> Entries:

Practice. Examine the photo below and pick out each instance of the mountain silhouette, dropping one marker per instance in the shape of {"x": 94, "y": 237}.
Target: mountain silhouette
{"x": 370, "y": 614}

--

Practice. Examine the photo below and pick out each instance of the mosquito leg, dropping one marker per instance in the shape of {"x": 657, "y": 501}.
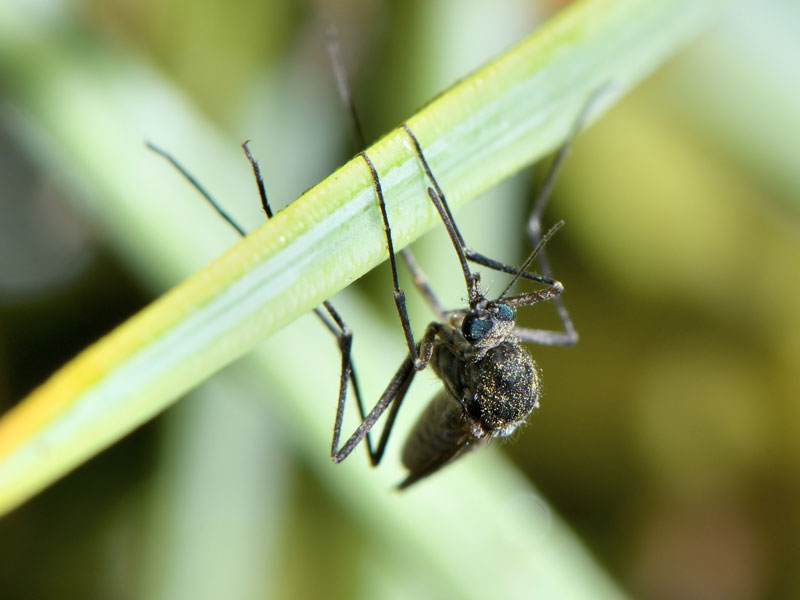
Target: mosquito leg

...

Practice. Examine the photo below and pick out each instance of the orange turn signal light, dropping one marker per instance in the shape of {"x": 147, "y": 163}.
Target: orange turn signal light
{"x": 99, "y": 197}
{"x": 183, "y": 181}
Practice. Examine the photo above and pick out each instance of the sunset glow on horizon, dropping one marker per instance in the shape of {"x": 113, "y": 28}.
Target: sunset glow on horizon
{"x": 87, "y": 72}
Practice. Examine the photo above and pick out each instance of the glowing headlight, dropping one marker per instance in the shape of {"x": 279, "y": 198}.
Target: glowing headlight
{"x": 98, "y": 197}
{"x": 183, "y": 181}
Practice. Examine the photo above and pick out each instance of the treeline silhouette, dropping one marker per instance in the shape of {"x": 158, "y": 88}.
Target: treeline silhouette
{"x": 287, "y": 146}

> To do:
From the lines above, extract each one that contains the string "signal", and copy it in full.

> Output below:
Practice. Examine the photo below and pick out each instance of the orange turn signal light, dropping one marker per instance in the shape of {"x": 147, "y": 163}.
Target: orange turn signal light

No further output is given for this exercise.